*Document excerpt*:
__________________________________________________

The key to success; complete and utter catastrophic failing.


The key to success; complete and utter catastrophic failing. 

The one ingredient of success that no one talks about; failure. Complete and utter total catastrophic failure. 

In order for you to get the impact of this video; you need to understand the back story. 

In powerlifting you only have 9 total attempts. (3 for each of the squat, bench and deadlift). 

There are a lot of rules depending on the federation you choose to compete in. USAPL is considered one of the most strict federations.

I have competed in more than a few sports in my entire life. I had visualized my lifts for my meet. I had been fueling my body with fuel for months. I hired great coaches. I had a ridiculous amount of support. 

All 9 of my attempts I have done before. 
(With a perfectly controlled environment. No crowd, no judges, no ridiculous chafing 1970s asbestos-filled polyester singlet, my own music(perfectly timed to the height of the most amped part of the song), my own spotters, my most comfortable time of day, when I had to only complete one type of lift(pr squat, dead  OR bench), if I was injured-I took that day off, all the stars were in align, the starship enterprise could land and Rocky would run the Philadelphia Art Museum steps all in perfect jubilee).

So yeah, competitions are DIFFERENT. 

My first squat 225. I do this for 20 reps in my gym. Nailed it (someone on the side lines after told me that I got a red and asked why? I didn't know I didn't get 3 white lights(perfect). It still counted but I had no idea what the warning was for).

Second attempt I asked them what I did wrong before and they couldn't remember. 

245. Boom. Easy weight. Nailed the lift. 

Red lighted. For what? I asked.....Moving my foot? Shit. When did I move my foot? I didn't know. 

So third attempt I'm totally focused on never moving my feet and missed the lift. 270. Which I have done in the perfectly temperature controlled gym on a perfect day with Rocky and Starship enterprise. 

Hmmmmmm.  (squats not my worst. Bench is. Which is up next........ SHIT(we are about 4 hours in of competition with 4 more to go)in my mind I'm trying to shake it off but in reality I'm like 'omg. I just lifted what my 20x rep max is. DISASTER.'

Ok. So the bench story. I had been struggling with my bench for a while. Most I've ever done was 185 on incline. Not with a pause. So I KNOW I'm capable of big numbers. But I have been battling a shoulder issue for months (no excuse to not put up a small number to get a lift on bench).

So coach and I choose 125(actually he chose 135 and I asked for 125) I 10-rep this in the gym. 10-Rep. 
(Warm up with 115, easy and perfect and did all the calls with TWO other coaches-confident)...


First attempt. Totally focused on commands and form falls a part at the bottom. FAIL. 

Second attempt I get it up but did it before the command. FAIL. 

Third attempt (announcer YELLS over microphone 'everyone give it up for Jenna PETRI! SHE HAS TO GET THIS LIFT TO STAY IN THE COMPETITION).....I, at that point, lose my breathe, my focus, my EVERYTHING.

Complete and utter total catastrophic fail. 

Everyone. Watched. Everyone!!!!!!!!
The entire crowd who had high-fived me all day tried to hug me and say it was ok. Strangers. Totally felt bad and pitiful for me.

__________________________________________________

*Raw data*:

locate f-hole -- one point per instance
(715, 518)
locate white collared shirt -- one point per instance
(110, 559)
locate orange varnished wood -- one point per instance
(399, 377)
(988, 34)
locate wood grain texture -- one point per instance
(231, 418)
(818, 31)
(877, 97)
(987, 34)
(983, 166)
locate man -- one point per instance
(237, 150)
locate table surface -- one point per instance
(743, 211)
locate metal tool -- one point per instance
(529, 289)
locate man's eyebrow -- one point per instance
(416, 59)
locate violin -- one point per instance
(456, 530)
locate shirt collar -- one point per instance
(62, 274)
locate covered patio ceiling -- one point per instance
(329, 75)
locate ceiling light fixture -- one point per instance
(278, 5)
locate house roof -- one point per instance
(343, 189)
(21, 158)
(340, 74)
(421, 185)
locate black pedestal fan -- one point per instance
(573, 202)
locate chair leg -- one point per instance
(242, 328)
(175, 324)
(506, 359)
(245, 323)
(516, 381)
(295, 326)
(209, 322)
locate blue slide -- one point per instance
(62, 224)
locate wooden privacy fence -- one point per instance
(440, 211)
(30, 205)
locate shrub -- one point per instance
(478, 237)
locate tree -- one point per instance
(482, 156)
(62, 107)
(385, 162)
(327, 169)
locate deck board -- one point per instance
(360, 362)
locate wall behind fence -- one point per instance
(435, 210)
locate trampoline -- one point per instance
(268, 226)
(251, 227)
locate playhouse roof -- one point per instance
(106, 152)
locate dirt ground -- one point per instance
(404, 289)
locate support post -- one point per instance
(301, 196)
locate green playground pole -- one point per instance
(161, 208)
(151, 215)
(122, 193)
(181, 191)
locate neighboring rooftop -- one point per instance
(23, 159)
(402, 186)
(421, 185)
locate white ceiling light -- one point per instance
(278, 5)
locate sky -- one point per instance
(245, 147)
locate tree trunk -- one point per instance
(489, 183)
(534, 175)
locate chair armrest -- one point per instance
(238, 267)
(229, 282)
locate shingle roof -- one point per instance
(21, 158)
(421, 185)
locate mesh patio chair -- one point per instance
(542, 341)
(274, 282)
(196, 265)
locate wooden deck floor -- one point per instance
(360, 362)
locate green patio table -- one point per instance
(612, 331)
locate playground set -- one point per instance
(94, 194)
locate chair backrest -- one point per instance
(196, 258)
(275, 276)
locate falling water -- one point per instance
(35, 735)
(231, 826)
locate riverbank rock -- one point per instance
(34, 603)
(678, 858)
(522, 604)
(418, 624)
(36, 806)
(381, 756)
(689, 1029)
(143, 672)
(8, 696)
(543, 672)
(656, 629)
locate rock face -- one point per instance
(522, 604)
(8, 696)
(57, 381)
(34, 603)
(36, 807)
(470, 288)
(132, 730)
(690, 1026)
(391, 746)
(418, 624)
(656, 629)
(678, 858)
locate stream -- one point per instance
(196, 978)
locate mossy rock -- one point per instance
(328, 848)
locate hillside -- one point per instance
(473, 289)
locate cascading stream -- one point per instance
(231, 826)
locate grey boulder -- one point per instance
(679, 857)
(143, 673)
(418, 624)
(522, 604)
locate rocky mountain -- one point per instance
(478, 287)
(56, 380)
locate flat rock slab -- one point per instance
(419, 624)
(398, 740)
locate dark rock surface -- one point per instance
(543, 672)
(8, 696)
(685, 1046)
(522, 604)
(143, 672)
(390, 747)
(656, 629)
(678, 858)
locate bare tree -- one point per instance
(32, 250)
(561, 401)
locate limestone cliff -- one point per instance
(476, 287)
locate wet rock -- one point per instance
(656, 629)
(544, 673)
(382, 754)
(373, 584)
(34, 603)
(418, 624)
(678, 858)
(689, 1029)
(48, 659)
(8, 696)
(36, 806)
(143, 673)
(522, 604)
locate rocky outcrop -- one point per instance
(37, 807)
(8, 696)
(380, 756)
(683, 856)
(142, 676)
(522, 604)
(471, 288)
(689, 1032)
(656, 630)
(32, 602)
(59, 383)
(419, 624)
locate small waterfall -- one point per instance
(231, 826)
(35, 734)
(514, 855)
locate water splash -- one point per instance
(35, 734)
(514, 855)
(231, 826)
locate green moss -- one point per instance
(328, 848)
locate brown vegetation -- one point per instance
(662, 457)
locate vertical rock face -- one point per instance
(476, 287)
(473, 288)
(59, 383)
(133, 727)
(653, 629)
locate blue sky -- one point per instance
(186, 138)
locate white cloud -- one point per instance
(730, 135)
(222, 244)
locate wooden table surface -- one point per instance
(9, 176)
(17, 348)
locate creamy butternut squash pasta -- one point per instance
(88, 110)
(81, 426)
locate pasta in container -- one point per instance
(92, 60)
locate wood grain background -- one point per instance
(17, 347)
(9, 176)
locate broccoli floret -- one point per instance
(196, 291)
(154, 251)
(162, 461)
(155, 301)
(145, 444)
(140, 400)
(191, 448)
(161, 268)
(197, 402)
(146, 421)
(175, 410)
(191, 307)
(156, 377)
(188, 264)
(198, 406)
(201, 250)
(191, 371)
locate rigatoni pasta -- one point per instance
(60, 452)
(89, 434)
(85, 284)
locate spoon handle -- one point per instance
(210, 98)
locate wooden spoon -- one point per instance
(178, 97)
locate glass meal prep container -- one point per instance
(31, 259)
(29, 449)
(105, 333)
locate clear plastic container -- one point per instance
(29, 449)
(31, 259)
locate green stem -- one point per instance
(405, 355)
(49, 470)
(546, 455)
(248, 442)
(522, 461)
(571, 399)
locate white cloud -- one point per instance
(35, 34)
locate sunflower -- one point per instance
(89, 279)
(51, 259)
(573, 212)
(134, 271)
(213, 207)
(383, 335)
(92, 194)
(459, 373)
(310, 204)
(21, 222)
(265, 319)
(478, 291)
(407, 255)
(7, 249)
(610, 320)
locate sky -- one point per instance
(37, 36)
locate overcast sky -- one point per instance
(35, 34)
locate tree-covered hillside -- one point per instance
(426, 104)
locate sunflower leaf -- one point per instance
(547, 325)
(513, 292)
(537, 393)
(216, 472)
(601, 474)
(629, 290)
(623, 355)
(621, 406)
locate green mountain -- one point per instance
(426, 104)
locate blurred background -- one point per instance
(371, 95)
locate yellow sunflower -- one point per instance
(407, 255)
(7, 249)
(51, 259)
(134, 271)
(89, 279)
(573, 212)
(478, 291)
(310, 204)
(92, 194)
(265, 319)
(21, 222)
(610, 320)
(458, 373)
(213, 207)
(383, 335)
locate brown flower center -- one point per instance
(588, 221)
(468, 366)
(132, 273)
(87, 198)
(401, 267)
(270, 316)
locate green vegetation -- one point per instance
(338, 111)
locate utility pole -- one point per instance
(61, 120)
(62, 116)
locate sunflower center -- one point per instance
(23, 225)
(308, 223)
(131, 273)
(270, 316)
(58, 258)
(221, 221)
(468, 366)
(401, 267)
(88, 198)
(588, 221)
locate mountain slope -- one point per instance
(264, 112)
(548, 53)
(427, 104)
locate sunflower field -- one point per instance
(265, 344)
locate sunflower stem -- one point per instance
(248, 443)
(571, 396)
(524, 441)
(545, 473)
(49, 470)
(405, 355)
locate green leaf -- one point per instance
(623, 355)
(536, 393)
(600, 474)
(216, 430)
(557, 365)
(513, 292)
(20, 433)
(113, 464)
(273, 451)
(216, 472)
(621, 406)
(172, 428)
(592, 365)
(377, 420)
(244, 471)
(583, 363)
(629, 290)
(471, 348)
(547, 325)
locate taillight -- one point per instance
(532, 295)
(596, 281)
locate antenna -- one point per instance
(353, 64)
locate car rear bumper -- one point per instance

__________________________________________________

*Task 1*: In the post about failing at a powerlifting meet, how many total attempts does a lifter get in powerlifting?
*Task 2*: Translate this sentence from the post about failing at a powerlifting meet into Spanish: "USAPL is considered one of the most strict federations."
*Task 3*: Carry on the post about failing at a powerlifting meet, picking up right after its last sentence.

*Exercise answer 1*: Nine attempts: three each for the squat, bench, and deadlift.

*Exercise answer 2*: USAPL se considera una de las federaciones más estrictas.

*Exercise answer 3*:
Olympic and Arnold athletes just stopped what they were doing to cheer me on and I FAILED. 


Gulp. Excuse me mister judge? Where can I go to die? Make it fast, please. 


How bad do you feeling reading that? Omg. Illllllllll feel bad for THAT girl. 

So I was disqualified from my first meet. I had trained for for 33 weeks, hired coaches. Paid for lots of equipment and FAILED. 

I knew I needed the experience so I knew I needed to stay for deadlifts. 

Before I started training I hated deadlifts. I was terrible. 275 was a struggle. My DREAM 3rd attempt was 315. Dream. My form was awful. Coach was always on me to take the slack out of my arms, push against the floor, and lock it out....

Over time I learned to love deadlifting. It's easily my favorite day of the week. 

So. Here I am. I can totally go to my comfort zone. Call it a wash and QUIT. Easy way out. No one would judge me. They wouldn't. I can coach everyone else (which I know I'm good at) or I can attempt my lift. 

Now my first attempt lift was 290. I had already sent that in and couldn't change it. Before my meet I was CRAZY confident about 290.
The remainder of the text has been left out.